* _The input_
........

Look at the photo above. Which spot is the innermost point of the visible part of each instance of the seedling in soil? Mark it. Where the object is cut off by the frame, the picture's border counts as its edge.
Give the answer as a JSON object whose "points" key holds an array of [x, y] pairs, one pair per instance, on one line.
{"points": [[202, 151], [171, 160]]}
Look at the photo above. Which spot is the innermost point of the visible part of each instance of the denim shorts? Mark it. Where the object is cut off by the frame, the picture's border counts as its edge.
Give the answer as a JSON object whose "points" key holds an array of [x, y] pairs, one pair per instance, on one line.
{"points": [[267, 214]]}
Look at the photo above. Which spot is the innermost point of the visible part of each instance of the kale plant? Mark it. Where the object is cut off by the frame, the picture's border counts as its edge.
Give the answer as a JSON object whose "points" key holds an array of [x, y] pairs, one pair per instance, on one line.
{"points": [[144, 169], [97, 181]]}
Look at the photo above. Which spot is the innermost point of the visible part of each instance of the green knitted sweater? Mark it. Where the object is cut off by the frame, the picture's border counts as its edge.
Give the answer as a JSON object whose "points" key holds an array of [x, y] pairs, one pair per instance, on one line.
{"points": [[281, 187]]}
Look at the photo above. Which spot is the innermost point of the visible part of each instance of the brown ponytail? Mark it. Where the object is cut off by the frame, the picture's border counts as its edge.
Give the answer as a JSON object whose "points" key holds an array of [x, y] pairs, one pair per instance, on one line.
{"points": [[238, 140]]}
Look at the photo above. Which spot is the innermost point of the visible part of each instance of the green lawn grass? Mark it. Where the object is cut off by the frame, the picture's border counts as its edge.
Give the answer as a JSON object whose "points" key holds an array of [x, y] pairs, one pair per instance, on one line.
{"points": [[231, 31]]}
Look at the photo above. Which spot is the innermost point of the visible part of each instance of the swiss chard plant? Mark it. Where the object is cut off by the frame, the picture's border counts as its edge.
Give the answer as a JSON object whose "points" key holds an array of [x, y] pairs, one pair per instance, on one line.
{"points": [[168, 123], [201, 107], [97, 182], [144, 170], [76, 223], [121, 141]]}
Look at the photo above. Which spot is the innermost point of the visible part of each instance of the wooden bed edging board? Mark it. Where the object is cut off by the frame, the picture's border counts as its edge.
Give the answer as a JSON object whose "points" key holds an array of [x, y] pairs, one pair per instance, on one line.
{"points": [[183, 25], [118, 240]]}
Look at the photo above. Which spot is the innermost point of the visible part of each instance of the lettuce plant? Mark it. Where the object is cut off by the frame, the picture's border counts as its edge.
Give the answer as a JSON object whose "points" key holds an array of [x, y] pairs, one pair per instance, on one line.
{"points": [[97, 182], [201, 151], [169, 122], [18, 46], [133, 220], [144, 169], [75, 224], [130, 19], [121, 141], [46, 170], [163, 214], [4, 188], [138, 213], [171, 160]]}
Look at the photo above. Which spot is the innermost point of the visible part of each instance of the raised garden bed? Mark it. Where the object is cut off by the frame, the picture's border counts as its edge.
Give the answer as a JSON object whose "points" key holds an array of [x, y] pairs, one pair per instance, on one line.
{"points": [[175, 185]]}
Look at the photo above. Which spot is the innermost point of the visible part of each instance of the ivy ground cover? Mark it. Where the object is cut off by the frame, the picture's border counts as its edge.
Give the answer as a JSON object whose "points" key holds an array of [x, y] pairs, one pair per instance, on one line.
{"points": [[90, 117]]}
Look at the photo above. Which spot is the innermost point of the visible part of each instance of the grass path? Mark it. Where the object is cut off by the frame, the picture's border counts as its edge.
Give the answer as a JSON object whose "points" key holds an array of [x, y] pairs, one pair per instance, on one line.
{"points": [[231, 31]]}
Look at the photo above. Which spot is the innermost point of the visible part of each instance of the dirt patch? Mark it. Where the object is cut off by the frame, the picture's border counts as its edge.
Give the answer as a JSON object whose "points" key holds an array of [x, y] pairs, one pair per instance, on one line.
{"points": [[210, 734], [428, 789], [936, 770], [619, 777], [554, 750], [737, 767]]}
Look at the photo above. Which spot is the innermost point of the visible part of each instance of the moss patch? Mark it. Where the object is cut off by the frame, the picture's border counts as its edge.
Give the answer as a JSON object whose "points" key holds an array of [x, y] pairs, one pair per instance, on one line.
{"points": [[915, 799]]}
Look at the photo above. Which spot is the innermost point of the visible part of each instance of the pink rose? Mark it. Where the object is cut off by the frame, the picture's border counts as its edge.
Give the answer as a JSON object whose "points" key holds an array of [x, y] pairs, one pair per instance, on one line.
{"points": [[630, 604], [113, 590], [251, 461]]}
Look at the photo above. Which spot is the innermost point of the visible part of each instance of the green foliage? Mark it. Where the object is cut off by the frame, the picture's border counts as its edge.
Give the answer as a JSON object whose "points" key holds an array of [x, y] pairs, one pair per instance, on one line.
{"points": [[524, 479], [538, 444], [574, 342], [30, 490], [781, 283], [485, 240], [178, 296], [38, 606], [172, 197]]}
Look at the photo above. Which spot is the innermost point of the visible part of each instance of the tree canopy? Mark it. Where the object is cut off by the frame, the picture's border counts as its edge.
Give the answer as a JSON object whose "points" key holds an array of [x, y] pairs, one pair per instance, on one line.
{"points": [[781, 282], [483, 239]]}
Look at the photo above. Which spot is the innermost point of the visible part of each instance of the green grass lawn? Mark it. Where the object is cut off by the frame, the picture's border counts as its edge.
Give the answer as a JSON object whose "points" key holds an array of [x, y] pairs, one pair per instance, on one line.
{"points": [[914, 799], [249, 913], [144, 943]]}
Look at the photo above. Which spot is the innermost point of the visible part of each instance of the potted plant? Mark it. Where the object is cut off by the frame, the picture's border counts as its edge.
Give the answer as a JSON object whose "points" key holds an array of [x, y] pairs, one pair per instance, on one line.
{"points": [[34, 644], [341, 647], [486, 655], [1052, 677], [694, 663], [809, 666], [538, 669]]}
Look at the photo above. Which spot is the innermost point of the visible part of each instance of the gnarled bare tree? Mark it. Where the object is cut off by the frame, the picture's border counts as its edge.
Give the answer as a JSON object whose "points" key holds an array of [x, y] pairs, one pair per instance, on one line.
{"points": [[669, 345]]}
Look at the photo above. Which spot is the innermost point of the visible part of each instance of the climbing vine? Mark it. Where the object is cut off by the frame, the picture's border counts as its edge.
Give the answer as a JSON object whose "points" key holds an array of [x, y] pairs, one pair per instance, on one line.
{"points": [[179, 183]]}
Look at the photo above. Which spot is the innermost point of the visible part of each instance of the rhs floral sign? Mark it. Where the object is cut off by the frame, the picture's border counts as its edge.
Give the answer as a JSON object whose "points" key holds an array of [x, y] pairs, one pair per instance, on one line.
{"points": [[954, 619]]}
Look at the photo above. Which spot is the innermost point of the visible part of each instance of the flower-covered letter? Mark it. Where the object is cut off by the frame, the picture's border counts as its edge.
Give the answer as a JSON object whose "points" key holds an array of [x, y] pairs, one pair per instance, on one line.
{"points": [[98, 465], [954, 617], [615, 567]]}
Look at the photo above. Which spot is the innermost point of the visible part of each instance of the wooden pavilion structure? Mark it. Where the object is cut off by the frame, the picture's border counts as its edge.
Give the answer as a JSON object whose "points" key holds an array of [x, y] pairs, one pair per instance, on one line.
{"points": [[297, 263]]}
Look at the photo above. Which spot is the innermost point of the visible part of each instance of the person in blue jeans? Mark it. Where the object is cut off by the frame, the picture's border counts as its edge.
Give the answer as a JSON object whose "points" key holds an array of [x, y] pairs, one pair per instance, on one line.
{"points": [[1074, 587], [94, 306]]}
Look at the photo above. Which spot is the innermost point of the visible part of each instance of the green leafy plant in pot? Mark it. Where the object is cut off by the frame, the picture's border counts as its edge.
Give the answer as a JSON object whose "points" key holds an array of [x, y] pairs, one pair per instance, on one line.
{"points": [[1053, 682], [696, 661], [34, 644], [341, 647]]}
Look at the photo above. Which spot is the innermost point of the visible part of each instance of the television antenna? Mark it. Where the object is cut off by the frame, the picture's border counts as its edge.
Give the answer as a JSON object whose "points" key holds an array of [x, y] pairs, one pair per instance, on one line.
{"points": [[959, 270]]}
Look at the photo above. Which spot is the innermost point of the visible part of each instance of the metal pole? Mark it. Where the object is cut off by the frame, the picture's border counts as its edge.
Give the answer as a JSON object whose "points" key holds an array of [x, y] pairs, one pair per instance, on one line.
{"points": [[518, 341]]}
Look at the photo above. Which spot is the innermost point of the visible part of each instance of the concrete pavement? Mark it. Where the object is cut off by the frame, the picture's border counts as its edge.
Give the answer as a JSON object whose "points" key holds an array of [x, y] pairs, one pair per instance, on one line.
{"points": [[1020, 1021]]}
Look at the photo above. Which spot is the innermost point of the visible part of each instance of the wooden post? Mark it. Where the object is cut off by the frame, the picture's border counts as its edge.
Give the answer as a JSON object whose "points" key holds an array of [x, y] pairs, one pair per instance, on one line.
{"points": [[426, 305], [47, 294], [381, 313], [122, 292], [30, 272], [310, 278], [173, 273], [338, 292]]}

........

* _Exercise description_
Apply a filter to the listing above so that only lines with "tree" are kept, and copy those lines.

* _Response_
Look at the photo above. Which spot is the innermost point of the visible part of each instance of the tree canopy? Mark it. Where the object is cut off by the frame, the picture's border counts as its edge.
Look at the photo above. Which spot is the innermost point of the visible part of each instance of the gnarled bare tree? Mark it. Where the object is cut off by the frame, the picture's border counts as its edge.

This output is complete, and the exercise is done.